Meneropong Kebijakan Sektor Pajak di Kabinet Kerja Jilid II
Berita

Meneropong Kebijakan Sektor Pajak di Kabinet Kerja Jilid II

Reformasi perpajakan menjadi pekerjaan rumah yang harus diselesaikan oleh Presiden Jokowi di Kabinet Kerja Jilid II.

Fitri Novia Heriani
Bacaan 2 Menit
Hukumonline
Hukumonline

Kabinet Kerja Jilid II di era Presiden Jokowi sudah memasuki babak awal. Hal itu ditandai dengan dilantiknya Presiden dan Wakil Presiden baru pada 20 Oktober lalu. Presiden Jokowi didampingi Ma’ruf Amin akan menakhodai perjalanan Indonesia untuk lima tahun ke depan hingga tahun 2024 mendatang.

 

Salah satu persoalan klasik yang masih belum terselesaikan hingga saat ini adalah sektor perpajakan. Masih banyaknya kebocoran pajak, kurangnya kesadaran masyarakat untuk membayar pajak, tax ratio dan lain sebagainya membuat penerimaan negara menjadi tidak maksimal.

·····

◆ **RUMUSAN SOAL 1**: Terjemahkan kalimat "Salah satu persoalan klasik yang masih belum terselesaikan hingga saat ini adalah sektor perpajakan." dari artikel tentang kebijakan pajak di atas ke dalam bahasa Inggris.
◆ **RUMUSAN SOAL 2**: Teruskan artikel tentang kebijakan pajak di Kabinet Kerja Jilid II di atas, dimulai tepat setelah kalimat terakhirnya.

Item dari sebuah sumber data

·····

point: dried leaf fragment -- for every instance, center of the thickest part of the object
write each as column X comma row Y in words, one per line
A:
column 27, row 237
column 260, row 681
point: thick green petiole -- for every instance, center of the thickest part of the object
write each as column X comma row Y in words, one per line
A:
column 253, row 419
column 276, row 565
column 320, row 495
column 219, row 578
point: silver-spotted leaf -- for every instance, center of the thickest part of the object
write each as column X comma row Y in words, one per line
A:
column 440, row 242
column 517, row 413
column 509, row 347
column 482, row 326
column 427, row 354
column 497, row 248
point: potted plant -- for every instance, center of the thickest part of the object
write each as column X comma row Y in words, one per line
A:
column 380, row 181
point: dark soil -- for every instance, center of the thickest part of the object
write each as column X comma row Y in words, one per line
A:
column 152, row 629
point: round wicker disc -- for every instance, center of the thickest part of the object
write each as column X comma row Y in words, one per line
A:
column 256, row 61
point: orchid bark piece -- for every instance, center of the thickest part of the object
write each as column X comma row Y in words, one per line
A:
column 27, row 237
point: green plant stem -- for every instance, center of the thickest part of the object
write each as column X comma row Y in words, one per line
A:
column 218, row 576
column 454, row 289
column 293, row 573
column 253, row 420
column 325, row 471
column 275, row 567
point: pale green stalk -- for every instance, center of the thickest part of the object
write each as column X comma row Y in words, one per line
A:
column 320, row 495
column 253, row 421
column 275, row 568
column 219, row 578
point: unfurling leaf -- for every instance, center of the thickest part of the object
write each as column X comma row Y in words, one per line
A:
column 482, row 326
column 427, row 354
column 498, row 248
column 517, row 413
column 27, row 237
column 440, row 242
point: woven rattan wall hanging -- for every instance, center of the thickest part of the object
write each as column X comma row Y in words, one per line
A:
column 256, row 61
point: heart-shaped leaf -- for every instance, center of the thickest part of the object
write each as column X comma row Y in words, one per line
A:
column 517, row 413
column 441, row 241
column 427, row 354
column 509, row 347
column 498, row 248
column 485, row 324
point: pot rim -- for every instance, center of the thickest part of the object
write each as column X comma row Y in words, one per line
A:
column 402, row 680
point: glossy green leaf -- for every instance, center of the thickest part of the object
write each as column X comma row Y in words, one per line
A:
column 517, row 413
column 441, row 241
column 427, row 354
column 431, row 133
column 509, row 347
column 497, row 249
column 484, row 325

·····

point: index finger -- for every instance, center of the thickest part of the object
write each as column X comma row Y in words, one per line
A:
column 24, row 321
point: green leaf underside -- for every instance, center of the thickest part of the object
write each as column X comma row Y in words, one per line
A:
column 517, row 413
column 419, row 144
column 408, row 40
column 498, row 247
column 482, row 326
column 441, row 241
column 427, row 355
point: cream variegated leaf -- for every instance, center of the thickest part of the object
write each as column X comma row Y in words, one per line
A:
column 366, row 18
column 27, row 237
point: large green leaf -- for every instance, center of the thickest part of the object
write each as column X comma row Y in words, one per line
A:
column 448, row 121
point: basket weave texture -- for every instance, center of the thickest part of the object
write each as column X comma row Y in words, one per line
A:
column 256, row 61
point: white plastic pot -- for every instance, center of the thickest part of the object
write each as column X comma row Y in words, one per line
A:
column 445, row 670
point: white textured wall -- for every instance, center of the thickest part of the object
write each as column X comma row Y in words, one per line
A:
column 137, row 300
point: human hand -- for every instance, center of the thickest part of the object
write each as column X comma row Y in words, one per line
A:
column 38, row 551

·····

◆ **JAWABAN TERTULIS 1**: One of the classic problems that remains unresolved to this day is the taxation sector.

◆ **JAWABAN TERTULIS 2**:
 

Sebagai salah satu langkah untuk mereformasi perpajakan, Jokowi mengambil kebijakan yang cukup berani. Salah satunya adalah dengan memberlakukan program pengampunan pajak atau yang dikenal dengan tax amnesty. Program ini diharapkan dapat memperluas basis data perpajakan Indonesia, membawa kembali dana yang terparkir di luar negeri, dan memberikan kesempatan kepada wajib pajak untuk memperbaiki kepatuhan dalam membayar pajak.

 

Pengamat Perpajakan dari Danny Darussalam Tax Center (DDTC), Darussalam, mengatakan bahwa pajak adalah tulang punggung Indonesia. Tidak hanya karena menyumbangkan sekitar 75% dari APBN, pajak juga dapat menjamin proses state building yang mencakup pembaharuan kontrak fiskal, pembenahan governance, dan sekaligus memperkuat negara.

 

Dengan fakta tersebut, arah kebijakan pajak nasional hakikatnya akan sangat bergantung dari figur pemimpin nasional. Jika menengok kembali kinerja perpajakan di periode I kepemimpinan Jokowi, Darussalam menilai Jokowi merupakan pemimpin yang memiliki perhatian besar bagi sektor pajak.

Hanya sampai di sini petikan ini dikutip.